- _Work required_: Print all entries precisely as they are written.

- _Exercise inputs_:

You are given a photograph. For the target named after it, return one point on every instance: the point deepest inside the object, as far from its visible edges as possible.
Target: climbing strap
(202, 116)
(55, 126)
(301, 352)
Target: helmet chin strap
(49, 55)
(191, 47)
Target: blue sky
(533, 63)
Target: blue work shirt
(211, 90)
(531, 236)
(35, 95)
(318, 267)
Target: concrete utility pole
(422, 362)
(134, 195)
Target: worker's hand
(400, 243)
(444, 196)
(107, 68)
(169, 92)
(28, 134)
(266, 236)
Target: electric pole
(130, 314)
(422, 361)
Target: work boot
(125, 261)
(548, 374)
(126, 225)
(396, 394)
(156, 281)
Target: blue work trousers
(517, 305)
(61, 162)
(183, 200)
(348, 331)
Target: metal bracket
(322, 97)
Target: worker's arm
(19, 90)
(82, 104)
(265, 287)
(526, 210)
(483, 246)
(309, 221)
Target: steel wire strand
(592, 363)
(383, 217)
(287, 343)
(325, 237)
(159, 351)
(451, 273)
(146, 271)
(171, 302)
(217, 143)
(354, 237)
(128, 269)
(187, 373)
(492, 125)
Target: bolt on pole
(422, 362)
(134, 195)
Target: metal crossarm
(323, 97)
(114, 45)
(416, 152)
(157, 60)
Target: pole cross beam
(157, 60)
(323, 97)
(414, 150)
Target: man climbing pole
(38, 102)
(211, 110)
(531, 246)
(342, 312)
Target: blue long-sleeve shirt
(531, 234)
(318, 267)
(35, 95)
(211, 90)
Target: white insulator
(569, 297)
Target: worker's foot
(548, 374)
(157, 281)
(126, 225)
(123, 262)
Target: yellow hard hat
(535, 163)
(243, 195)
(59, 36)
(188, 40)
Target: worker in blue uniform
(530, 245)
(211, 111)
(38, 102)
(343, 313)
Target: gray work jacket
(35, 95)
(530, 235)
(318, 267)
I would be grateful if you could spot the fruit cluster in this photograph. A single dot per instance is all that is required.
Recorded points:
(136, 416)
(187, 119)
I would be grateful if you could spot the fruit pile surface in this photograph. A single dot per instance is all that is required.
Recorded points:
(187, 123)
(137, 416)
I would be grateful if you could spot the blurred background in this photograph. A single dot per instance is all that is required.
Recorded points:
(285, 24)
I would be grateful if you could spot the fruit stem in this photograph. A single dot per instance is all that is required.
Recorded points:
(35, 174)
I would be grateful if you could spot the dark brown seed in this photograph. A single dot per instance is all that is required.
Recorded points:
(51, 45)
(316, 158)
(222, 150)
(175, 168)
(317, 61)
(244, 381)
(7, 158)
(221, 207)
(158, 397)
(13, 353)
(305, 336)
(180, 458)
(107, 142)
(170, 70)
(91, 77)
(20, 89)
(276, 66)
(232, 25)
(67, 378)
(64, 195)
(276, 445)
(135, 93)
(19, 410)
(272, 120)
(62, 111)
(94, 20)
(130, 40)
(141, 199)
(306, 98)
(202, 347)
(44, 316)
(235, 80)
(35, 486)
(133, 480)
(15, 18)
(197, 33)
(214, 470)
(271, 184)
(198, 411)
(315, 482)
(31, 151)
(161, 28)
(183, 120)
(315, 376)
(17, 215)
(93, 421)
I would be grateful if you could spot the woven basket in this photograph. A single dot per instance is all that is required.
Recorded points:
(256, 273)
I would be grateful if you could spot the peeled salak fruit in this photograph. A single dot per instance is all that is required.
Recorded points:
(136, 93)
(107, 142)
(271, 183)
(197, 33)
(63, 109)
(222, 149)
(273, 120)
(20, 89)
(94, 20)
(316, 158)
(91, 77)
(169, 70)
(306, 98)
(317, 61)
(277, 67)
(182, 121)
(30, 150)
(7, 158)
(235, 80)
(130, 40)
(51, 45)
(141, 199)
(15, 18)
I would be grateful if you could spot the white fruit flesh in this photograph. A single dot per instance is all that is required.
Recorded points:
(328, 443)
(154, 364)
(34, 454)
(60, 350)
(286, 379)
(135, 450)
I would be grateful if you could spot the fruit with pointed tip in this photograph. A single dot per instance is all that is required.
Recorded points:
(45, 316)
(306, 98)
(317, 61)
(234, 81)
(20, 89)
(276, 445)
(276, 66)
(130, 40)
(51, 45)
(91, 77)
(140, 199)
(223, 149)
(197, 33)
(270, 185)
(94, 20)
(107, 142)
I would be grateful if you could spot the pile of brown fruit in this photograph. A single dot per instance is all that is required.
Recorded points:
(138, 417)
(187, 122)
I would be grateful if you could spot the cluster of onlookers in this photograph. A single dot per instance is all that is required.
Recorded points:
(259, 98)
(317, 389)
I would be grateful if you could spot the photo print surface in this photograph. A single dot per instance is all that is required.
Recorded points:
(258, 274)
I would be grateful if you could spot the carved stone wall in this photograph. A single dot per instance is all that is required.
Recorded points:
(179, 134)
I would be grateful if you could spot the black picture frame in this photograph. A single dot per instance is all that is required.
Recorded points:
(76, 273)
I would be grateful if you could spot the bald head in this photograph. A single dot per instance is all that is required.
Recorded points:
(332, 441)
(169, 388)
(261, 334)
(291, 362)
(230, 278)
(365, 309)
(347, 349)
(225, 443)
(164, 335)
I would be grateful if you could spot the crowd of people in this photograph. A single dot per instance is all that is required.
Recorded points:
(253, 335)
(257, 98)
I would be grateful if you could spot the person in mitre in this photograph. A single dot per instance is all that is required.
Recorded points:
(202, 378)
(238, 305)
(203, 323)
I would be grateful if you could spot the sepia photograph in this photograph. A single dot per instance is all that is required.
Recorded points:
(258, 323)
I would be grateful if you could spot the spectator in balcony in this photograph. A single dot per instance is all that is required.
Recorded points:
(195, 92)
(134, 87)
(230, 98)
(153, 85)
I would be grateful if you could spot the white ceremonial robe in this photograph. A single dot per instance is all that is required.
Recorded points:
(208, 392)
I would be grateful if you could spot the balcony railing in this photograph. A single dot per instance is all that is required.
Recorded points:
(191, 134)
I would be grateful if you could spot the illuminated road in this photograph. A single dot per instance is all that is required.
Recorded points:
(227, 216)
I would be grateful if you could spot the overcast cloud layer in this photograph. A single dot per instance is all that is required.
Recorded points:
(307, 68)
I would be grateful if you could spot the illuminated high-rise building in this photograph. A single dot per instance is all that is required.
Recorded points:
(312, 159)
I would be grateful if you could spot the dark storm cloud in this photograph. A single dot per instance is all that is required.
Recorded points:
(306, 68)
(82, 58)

- _Finished answer_:
You are given a photograph. For the target named after it, return one point on every instance: the point deepest inside the object, as far from its visible edges as possible.
Target: climbing strap
(202, 116)
(55, 126)
(301, 352)
Target: helmet chin strap
(49, 55)
(191, 47)
Target: blue sky
(533, 63)
Target: blue work shirt
(211, 90)
(531, 236)
(35, 95)
(318, 267)
Target: concrete utility pole
(422, 362)
(134, 195)
Target: worker's hand
(400, 243)
(444, 196)
(107, 68)
(169, 92)
(28, 134)
(266, 236)
Target: electric pole
(130, 314)
(422, 361)
Target: work boot
(125, 261)
(548, 374)
(126, 225)
(396, 394)
(156, 281)
Target: blue work trousers
(517, 305)
(61, 162)
(183, 200)
(348, 331)
Target: metal bracket
(322, 97)
Target: worker's arm
(19, 90)
(82, 104)
(265, 287)
(526, 210)
(483, 246)
(309, 221)
Target: steel wire strand
(592, 363)
(383, 217)
(287, 343)
(325, 237)
(159, 351)
(451, 273)
(146, 271)
(171, 302)
(217, 143)
(354, 237)
(128, 269)
(187, 373)
(492, 125)
Target: bolt on pole
(422, 362)
(134, 195)
Target: metal crossarm
(323, 97)
(114, 45)
(416, 152)
(157, 60)
Target: pole cross beam
(157, 60)
(323, 97)
(414, 150)
Target: man climbing pole
(38, 102)
(211, 110)
(531, 246)
(342, 312)
Target: blue long-sleeve shirt
(531, 234)
(318, 267)
(35, 95)
(211, 90)
Target: white insulator
(569, 297)
Target: worker's foot
(548, 374)
(157, 281)
(126, 225)
(123, 262)
Target: yellow hard hat
(535, 163)
(243, 195)
(59, 36)
(188, 40)
Target: worker in blue uniform
(530, 245)
(211, 111)
(38, 102)
(343, 313)
Target: gray work jacket
(35, 95)
(530, 235)
(318, 267)
I would be grateful if you could spot the fruit cluster in this photograph. A single dot per instance is all that is required.
Recorded points:
(136, 416)
(187, 119)
I would be grateful if you could spot the fruit pile surface in this photograph. A single dot per instance is all that is required.
Recorded points:
(187, 123)
(137, 416)
I would be grateful if you could spot the blurred background in this photograph. A single dot per instance is all that is required.
Recorded points:
(285, 24)
I would be grateful if you could spot the fruit stem in this photograph. A single dot per instance is all that is required.
Recorded points:
(35, 174)
I would be grateful if you could spot the dark brown seed in this photograph. A single dot per instance is all that is required.
Recorded points:
(51, 45)
(316, 158)
(222, 150)
(175, 168)
(317, 61)
(244, 381)
(7, 158)
(221, 207)
(158, 397)
(13, 353)
(305, 336)
(180, 458)
(107, 142)
(170, 70)
(91, 77)
(20, 89)
(276, 66)
(232, 25)
(67, 378)
(64, 195)
(276, 445)
(135, 93)
(19, 410)
(272, 120)
(62, 111)
(94, 20)
(130, 40)
(141, 199)
(306, 98)
(202, 347)
(44, 316)
(235, 80)
(35, 486)
(133, 480)
(15, 18)
(197, 33)
(214, 470)
(271, 184)
(198, 411)
(315, 482)
(31, 151)
(161, 28)
(183, 120)
(315, 376)
(17, 215)
(93, 421)
I would be grateful if you could spot the woven basket in this photograph. A single dot per instance is all that is required.
Recorded points:
(256, 273)
I would be grateful if you could spot the peeled salak fruit in this photograph. A single dot per instance is all that is required.
Recorded points:
(136, 93)
(107, 142)
(271, 183)
(197, 33)
(63, 109)
(222, 149)
(273, 120)
(20, 89)
(94, 20)
(316, 158)
(91, 77)
(169, 70)
(306, 98)
(317, 61)
(277, 67)
(182, 121)
(30, 150)
(7, 158)
(235, 80)
(130, 40)
(51, 45)
(141, 199)
(15, 18)
I would be grateful if you could spot the white fruit flesh in this photograph. A single dot per instance is all that is required.
Recorded points:
(328, 443)
(154, 364)
(34, 454)
(60, 350)
(286, 379)
(135, 450)
I would be grateful if you could spot the fruit with pointed tip in this photograph. A single dot per instance is all that is required.
Recorded points:
(45, 316)
(306, 98)
(317, 61)
(234, 81)
(20, 89)
(276, 445)
(276, 66)
(130, 40)
(51, 45)
(91, 77)
(140, 199)
(223, 149)
(197, 33)
(270, 185)
(94, 20)
(107, 142)
I would be grateful if you could spot the pile of brown fruit in this photograph. A single dot per instance is all that is required.
Recorded points:
(138, 417)
(187, 122)
I would be grateful if you could spot the cluster of onlookers in this photograph. A single dot per instance is all that is required.
Recorded points:
(259, 98)
(317, 389)
I would be grateful if you could spot the photo print surface in this photograph. A single dot per instance is all that is required.
Recorded points:
(258, 274)
I would be grateful if you could spot the carved stone wall in this photograph. A single dot per instance is all that is required.
Recorded points:
(179, 134)
I would be grateful if you could spot the black picture frame in this photograph. A single dot per instance is all that is required.
Recorded points:
(76, 273)
I would be grateful if you could spot the bald head in this photograph. A single dot per instance is all that is required.
Recorded points:
(332, 441)
(169, 388)
(261, 334)
(291, 362)
(230, 278)
(365, 309)
(347, 349)
(225, 443)
(164, 335)
I would be grateful if you could spot the crowd of people in this photograph. A single dot per instance is all that is required.
Recorded points:
(253, 335)
(257, 98)
I would be grateful if you could spot the person in mitre in this photograph. A single dot per instance is all that is required.
Recorded points:
(202, 378)
(238, 305)
(203, 323)
I would be grateful if you could spot the sepia photograph in this photograph. A single dot per instance is all that is required.
Recorded points:
(258, 323)
I would be grateful if you could spot the spectator in balcony in this photograph. A single dot per instance is all that is required.
Recorded points:
(195, 92)
(134, 87)
(230, 98)
(153, 85)
I would be grateful if you could spot the white ceremonial robe in this photograph. A single dot per instance is all that is required.
Recorded points:
(208, 392)
I would be grateful if you could spot the balcony railing in this photograph. A single dot per instance is all that is required.
Recorded points:
(191, 134)
I would be grateful if you could spot the illuminated road in this photograph. A single dot per instance is all that is required.
Recorded points:
(227, 216)
I would be grateful if you could spot the overcast cloud layer in this photograph. A single dot per instance is all that is required.
Recorded points:
(307, 68)
I would be grateful if you could spot the illuminated high-rise building in this photograph. A single dot per instance is all that is required.
Recorded points:
(312, 159)
I would be grateful if you could spot the dark storm cloud in this photograph. A single dot per instance is all that is required.
Recorded points:
(306, 68)
(82, 58)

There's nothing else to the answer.